→ ASSIGNMENT A
From the article on Covid-19 in Ireland, list every county whose 14-day incidence rate per 100,000 is given as above 150, each with its rate.
→ ASSIGNMENT B
Decide whether each statement agrees with the article on Covid-19 in Ireland: (i) Donegal has the highest number of cases per 100,000 of any county. (ii) Dr Ryan said the Government should have put Level 5 restrictions in place on Monday. (iii) Twenty people were discharged from hospital in the last 24 hours. Answer yes or no for each and quote the words of the article that decide it.
→ ASSIGNMENT C
Return the stretch of the article on Covid-19 in Ireland from "Associate Professor of" through "off, he said.".

Associate Professor of Biochemistry at Trinity College Dublin Tomás Ryan has said the situation with Covid-19 has got worse since Sunday and despite two weeks of Level 3 restrictions in Dublin, we still have "what looks like exponential growth".
Dr Ryan said that NPHET's call for Level 5 restrictions to be applied was justified and the Government should have put them in place on Monday.
He said that from the day the Government's Framework for Restrictive Measures was published there should have been contingency plans at every economic level that would allow the Government to act on a day's notice, subject to recommendations from the National Public Health Emergency Team (NPHET).
The virus does not take weekends off, he said.
The latest data shows that Ireland's 14-day incidence rate per 100,000 of population is 124.
Donegal remains the county with the highest number of cases per 100,000, at 312. Another border county, Monaghan, is the second highest at 257.4, which is still far higher than Dublin at 171.4.
Seven other counties have 14-day incidence rates above 100: Roscommon (170.4), Clare (157.4), Cavan (144.4), Cork (118.8), Limerick (107.7), and Offaly (105.2).
This data is measured by the Health Protection Surveillance Centre and takes account of the 5,925 new cases recorded between 23 September and 6 October.
Dr Ryan told RTÉ's Today with Claire Byrne that restrictions are there to guide people's behaviour and if everyone really minimised their contacts and followed all the public health advice, transmission of Covid-19 would reduce.
However, he added, the reality is that many people have a great deal of expectations in terms of normality and their social, economic lives and Level 3 restrictions are not having enough of an effect in Dublin.
Dr Ryan said the situation has got worse since Sunday and, despite two weeks of Level 3 in Dublin, we still have "what looks like exponential growth".
If we wait another two weeks to go to Level 5, he said, by conservative modeling we could be looking at around 1,500 cases a day.
Dr Ryan said the UK does seem to be ahead of us in their second wave and it would be ideal to have an all-Ireland approach, as has happened in the past in animal health.
While this would be optimum, he said, we cannot afford to wait for Northern Ireland and we need to act in the interests of the Republic.
Dr Ryan added that having a localised approach would help, and if we do go to Level 5, then it is possible that areas such as Kerry or Mayo, where there are a low number of cases, may not need such strict measures.
He said that there has been steady exponential growth since mid-summer and nothing is contributing to its suppression so we need a change of strategy.
There are 159 patients with Covid-19 in hospital as of 8am today. At 8pm yesterday, that number was 155.
Seventeen people have been admitted to hospital in the last 24 hours, while 12 people were discharged.
Twenty-seven people with the virus are in intensive care. There have been three people admitted to ICU in the last 24 hours, and one person discharged.

→ EXTRACTED DATA
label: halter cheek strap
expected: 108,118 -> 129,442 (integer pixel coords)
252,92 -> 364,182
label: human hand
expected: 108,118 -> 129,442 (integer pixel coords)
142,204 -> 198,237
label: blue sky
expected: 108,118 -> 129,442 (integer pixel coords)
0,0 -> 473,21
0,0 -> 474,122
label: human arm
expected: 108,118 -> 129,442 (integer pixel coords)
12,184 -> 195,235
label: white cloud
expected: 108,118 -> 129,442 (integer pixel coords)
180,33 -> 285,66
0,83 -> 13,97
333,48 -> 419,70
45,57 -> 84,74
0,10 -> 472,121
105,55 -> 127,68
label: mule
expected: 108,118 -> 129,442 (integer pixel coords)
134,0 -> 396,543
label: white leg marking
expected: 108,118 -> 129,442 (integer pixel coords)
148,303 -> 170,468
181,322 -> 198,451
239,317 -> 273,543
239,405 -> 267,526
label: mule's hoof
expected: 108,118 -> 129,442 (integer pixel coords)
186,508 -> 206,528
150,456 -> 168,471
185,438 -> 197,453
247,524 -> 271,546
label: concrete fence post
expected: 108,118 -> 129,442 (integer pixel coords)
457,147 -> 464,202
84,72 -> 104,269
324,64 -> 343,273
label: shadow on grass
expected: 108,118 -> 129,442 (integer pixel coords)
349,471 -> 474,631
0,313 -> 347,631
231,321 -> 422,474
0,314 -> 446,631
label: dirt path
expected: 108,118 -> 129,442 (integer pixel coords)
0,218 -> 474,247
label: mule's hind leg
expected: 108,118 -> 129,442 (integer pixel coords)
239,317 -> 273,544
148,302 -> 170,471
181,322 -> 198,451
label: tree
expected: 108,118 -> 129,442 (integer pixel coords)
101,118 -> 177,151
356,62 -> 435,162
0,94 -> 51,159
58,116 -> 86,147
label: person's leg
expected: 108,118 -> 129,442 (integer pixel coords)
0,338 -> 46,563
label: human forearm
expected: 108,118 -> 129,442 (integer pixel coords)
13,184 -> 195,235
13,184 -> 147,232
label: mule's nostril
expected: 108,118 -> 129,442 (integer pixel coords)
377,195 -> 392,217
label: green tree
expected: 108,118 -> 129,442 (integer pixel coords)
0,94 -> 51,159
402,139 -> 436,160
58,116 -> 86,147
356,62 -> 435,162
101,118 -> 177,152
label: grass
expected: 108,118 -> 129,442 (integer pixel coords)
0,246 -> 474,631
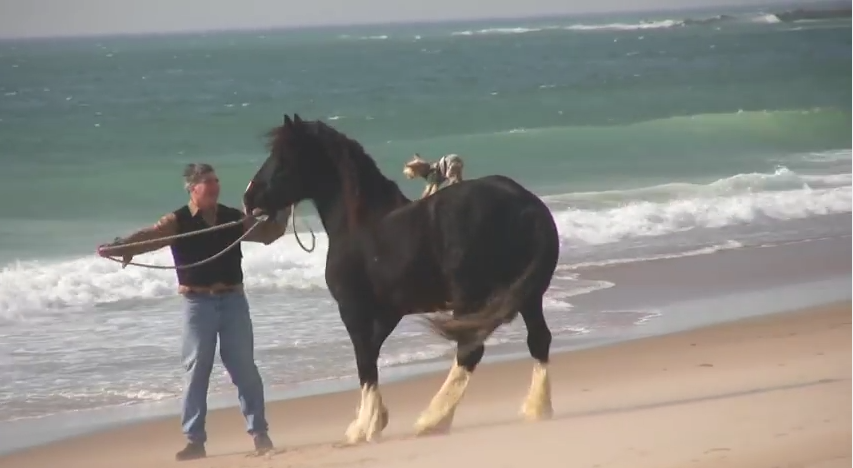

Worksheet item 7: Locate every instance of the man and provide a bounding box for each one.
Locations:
[98,164,287,461]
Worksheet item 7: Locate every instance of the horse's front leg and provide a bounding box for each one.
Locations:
[340,307,400,444]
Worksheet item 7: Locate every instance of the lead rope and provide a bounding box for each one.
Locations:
[97,204,317,270]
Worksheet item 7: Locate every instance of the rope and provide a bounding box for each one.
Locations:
[97,204,317,270]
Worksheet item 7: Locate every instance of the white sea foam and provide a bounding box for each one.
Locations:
[0,160,851,323]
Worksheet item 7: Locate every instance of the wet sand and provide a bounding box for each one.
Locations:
[0,302,851,468]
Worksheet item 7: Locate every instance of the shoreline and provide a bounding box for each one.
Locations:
[0,237,852,456]
[0,299,850,468]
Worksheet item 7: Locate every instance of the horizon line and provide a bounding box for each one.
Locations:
[0,0,847,42]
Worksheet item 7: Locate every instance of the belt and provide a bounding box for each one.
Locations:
[178,283,243,296]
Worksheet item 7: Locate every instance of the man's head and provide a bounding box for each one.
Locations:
[184,163,219,209]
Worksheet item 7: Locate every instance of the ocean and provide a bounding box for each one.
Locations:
[0,3,851,440]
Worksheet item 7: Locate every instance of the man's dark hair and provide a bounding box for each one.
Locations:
[184,163,213,192]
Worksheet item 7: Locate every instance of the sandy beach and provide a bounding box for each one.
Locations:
[0,302,851,468]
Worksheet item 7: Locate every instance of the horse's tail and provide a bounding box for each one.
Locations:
[426,208,560,354]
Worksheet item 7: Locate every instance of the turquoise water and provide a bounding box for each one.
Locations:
[0,5,851,419]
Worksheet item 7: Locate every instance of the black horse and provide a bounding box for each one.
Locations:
[243,115,560,443]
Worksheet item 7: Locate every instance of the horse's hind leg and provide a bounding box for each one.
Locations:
[415,310,485,434]
[341,310,400,444]
[521,296,554,421]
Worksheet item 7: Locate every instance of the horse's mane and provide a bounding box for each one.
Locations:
[267,119,410,227]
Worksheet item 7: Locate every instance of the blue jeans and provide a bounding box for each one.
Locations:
[181,292,267,443]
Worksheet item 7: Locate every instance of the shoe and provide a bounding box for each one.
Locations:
[253,432,275,455]
[175,442,207,461]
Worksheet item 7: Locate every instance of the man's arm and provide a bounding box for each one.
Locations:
[100,213,178,261]
[243,208,292,245]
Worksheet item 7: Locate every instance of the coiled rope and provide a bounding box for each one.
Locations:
[101,205,317,270]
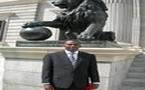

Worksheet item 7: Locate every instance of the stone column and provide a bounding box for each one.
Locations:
[140,0,145,48]
[104,0,140,44]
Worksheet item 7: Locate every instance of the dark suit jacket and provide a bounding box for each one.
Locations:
[42,51,99,88]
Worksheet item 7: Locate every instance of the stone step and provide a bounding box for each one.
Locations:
[133,59,145,63]
[119,86,145,90]
[123,78,145,87]
[131,62,145,68]
[129,67,145,74]
[127,72,145,80]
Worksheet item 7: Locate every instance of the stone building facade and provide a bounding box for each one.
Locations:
[0,0,145,47]
[0,0,145,90]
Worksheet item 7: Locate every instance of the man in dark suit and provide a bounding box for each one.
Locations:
[42,40,100,90]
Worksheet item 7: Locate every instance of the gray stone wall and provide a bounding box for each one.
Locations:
[140,0,145,48]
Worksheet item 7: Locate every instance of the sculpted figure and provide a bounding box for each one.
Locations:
[23,0,114,40]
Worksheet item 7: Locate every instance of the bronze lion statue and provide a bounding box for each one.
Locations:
[23,0,115,41]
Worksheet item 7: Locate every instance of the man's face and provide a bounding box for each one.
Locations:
[64,40,80,52]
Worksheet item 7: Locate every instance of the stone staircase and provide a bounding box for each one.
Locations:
[119,54,145,90]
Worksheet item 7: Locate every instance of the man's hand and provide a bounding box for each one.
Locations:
[44,84,54,90]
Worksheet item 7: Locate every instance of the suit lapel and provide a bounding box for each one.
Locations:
[75,51,83,68]
[60,51,72,66]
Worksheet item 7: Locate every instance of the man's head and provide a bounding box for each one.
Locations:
[64,40,80,52]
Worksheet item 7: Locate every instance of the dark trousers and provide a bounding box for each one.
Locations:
[55,84,85,90]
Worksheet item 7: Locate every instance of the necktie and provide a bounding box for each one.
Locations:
[70,53,76,67]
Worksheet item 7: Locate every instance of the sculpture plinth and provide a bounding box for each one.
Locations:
[19,0,115,41]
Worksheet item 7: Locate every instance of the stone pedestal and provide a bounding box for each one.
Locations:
[0,47,140,90]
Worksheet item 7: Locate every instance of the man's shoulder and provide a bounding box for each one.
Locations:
[46,51,64,56]
[80,51,94,55]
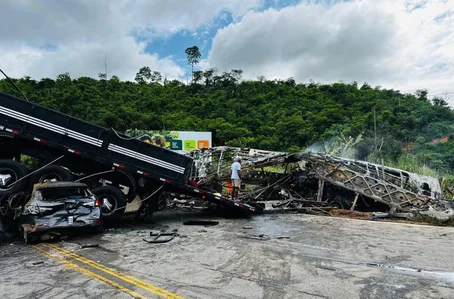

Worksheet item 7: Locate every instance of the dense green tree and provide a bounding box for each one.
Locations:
[184,46,202,82]
[0,66,454,172]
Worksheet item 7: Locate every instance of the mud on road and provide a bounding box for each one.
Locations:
[0,212,454,299]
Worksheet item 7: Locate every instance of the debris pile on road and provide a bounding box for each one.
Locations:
[191,147,454,220]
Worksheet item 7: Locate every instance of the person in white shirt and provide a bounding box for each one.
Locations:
[231,156,241,201]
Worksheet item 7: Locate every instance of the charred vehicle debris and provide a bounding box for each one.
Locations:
[192,147,454,220]
[18,182,102,243]
[0,89,454,246]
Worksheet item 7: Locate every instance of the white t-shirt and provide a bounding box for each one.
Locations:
[232,162,241,180]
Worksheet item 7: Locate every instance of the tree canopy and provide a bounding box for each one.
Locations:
[0,67,454,176]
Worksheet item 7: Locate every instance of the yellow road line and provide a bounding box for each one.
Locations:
[34,246,146,299]
[43,244,184,299]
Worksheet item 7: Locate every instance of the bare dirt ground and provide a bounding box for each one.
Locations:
[0,212,454,299]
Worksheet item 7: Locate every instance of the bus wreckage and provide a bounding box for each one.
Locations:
[192,147,454,220]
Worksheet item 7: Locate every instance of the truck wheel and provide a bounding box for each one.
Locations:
[31,165,74,184]
[0,160,27,197]
[93,186,126,220]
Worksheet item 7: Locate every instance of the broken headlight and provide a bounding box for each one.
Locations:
[22,206,52,215]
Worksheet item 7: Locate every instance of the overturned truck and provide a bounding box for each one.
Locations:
[192,147,454,220]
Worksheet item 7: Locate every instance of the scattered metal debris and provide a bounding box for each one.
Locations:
[190,147,454,220]
[238,234,271,241]
[183,220,219,226]
[142,231,178,244]
[80,243,99,249]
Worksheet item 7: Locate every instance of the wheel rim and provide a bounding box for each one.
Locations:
[38,172,63,183]
[0,168,18,191]
[98,194,117,215]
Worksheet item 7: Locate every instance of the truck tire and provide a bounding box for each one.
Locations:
[93,186,126,221]
[31,165,74,184]
[0,160,28,197]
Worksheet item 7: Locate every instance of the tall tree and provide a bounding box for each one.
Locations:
[135,66,152,84]
[184,46,202,82]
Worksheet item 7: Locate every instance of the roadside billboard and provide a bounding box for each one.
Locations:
[126,129,212,152]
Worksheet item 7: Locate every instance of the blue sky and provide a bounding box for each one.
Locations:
[144,0,302,70]
[0,0,454,94]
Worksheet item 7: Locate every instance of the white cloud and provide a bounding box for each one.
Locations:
[0,0,261,80]
[208,0,454,93]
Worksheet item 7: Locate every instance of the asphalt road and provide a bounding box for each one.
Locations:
[0,212,454,299]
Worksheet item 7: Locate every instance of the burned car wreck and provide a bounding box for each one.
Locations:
[18,182,102,243]
[190,147,454,220]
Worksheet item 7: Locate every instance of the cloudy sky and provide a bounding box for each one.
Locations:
[0,0,454,95]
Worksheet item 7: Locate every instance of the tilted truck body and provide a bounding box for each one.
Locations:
[0,93,260,227]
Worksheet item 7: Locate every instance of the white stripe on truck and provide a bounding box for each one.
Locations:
[0,106,185,174]
[0,106,102,147]
[108,143,185,174]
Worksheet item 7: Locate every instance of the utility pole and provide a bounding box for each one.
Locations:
[374,107,377,150]
[104,54,108,81]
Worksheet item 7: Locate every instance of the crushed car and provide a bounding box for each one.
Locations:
[19,182,102,244]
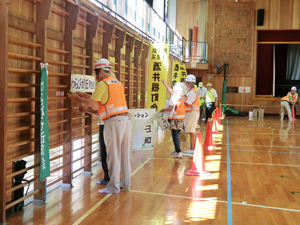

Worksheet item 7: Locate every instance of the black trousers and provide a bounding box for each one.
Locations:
[99,125,109,181]
[205,102,216,122]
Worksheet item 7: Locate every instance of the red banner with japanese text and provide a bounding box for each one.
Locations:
[146,44,169,110]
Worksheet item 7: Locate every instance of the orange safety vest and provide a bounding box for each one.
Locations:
[98,76,128,120]
[288,92,297,102]
[185,88,200,112]
[168,95,185,120]
[281,96,290,102]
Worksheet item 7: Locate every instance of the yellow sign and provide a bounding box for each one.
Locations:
[172,61,180,86]
[172,62,187,86]
[146,44,169,110]
[179,65,187,82]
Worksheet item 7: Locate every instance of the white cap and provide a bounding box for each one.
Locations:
[185,74,196,83]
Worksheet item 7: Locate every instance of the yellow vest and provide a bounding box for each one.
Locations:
[98,76,128,120]
[206,88,216,102]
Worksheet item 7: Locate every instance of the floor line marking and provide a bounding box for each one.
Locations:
[218,161,300,167]
[152,158,300,167]
[73,158,151,225]
[230,149,300,154]
[227,118,232,225]
[218,143,300,149]
[128,190,300,212]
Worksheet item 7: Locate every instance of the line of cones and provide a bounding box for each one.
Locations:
[186,105,223,176]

→ WORKED SOLUTION A
Donegal: 312
Monaghan: 257.4
Dublin: 171.4
Roscommon: 170.4
Clare: 157.4

→ WORKED SOLUTION B
(i) Yes: "Donegal remains the county with the highest number of cases per 100,000, at 312."
(ii) Yes: "the Government should have put them in place on Monday."
(iii) No: "while 12 people were discharged."

→ WORKED SOLUTION C
Associate Professor of Biochemistry at Trinity College Dublin Tomás Ryan has said the situation with Covid-19 has got worse since Sunday and despite two weeks of Level 3 restrictions in Dublin, we still have "what looks like exponential growth".
Dr Ryan said that NPHET's call for Level 5 restrictions to be applied was justified and the Government should have put them in place on Monday.
He said that from the day the Government's Framework for Restrictive Measures was published there should have been contingency plans at every economic level that would allow the Government to act on a day's notice, subject to recommendations from the National Public Health Emergency Team (NPHET).
The virus does not take weekends off, he said.